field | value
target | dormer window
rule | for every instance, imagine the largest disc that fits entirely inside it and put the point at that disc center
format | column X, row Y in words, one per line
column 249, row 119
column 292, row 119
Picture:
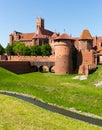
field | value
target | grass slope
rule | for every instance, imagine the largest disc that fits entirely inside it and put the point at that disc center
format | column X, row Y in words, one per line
column 16, row 114
column 60, row 90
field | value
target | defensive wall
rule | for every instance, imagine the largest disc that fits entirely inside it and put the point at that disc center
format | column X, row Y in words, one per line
column 26, row 64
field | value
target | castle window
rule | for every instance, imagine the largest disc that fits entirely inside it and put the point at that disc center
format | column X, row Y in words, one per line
column 101, row 44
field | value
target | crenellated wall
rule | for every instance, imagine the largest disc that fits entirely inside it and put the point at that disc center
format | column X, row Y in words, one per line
column 31, row 58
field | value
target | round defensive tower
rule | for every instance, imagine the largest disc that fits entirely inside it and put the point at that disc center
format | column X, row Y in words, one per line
column 85, row 40
column 63, row 54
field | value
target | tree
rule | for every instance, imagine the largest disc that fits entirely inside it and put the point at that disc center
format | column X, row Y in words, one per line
column 36, row 50
column 46, row 50
column 9, row 50
column 27, row 51
column 18, row 48
column 1, row 50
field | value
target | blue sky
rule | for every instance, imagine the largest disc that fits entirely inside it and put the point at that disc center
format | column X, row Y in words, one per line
column 70, row 15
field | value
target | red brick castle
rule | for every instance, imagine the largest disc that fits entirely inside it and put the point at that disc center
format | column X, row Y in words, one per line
column 69, row 54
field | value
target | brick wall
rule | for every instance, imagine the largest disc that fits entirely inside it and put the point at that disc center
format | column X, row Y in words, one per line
column 17, row 66
column 31, row 58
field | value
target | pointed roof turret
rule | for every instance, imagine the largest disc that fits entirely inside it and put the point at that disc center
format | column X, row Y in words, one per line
column 64, row 36
column 85, row 35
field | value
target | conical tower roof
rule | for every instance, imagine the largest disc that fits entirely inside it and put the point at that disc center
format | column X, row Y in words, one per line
column 64, row 36
column 85, row 35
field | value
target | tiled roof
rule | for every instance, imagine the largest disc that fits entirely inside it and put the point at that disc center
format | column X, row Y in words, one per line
column 64, row 36
column 26, row 36
column 40, row 36
column 54, row 35
column 85, row 35
column 47, row 32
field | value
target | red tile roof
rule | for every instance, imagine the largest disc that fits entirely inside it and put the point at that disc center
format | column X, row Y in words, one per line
column 40, row 36
column 54, row 35
column 26, row 36
column 64, row 36
column 85, row 35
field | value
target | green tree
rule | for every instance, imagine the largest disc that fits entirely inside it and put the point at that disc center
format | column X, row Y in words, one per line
column 18, row 48
column 26, row 51
column 46, row 50
column 1, row 50
column 9, row 50
column 36, row 50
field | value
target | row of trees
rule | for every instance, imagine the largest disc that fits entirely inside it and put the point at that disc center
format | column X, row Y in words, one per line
column 19, row 48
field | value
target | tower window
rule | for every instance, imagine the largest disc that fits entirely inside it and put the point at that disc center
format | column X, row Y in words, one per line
column 101, row 44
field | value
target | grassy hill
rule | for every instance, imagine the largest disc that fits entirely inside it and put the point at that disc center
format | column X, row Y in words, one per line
column 60, row 90
column 16, row 114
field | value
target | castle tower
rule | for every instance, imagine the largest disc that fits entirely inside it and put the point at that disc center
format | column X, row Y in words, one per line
column 10, row 39
column 39, row 24
column 63, row 54
column 85, row 53
column 85, row 40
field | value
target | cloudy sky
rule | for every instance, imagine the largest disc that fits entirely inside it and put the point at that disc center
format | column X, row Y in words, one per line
column 71, row 16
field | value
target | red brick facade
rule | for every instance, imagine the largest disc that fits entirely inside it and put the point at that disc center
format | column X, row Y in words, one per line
column 71, row 55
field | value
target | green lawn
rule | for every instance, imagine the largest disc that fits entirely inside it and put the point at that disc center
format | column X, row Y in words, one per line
column 59, row 90
column 16, row 114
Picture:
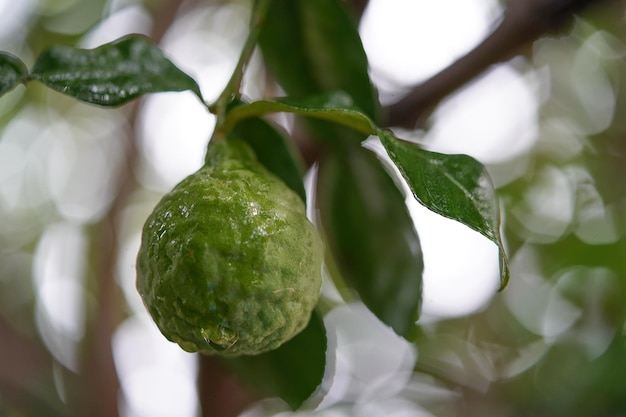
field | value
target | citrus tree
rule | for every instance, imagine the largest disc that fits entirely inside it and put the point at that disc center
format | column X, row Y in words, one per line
column 230, row 263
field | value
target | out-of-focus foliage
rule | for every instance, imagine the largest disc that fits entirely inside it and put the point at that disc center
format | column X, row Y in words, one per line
column 553, row 343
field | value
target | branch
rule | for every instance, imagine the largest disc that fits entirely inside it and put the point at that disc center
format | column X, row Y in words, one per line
column 523, row 22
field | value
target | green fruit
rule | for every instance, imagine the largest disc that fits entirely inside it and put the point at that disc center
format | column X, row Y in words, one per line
column 229, row 262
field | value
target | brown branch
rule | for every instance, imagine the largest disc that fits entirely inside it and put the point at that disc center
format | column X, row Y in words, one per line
column 99, row 376
column 523, row 22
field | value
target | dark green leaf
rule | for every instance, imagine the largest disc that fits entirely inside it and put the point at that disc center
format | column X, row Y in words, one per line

**Task prompt**
Only lines with the string "green" are wanted; please find each one in the listing and copy it.

**Result of the task**
target | green tree
target | green lawn
target | green fruit
target | dark green leaf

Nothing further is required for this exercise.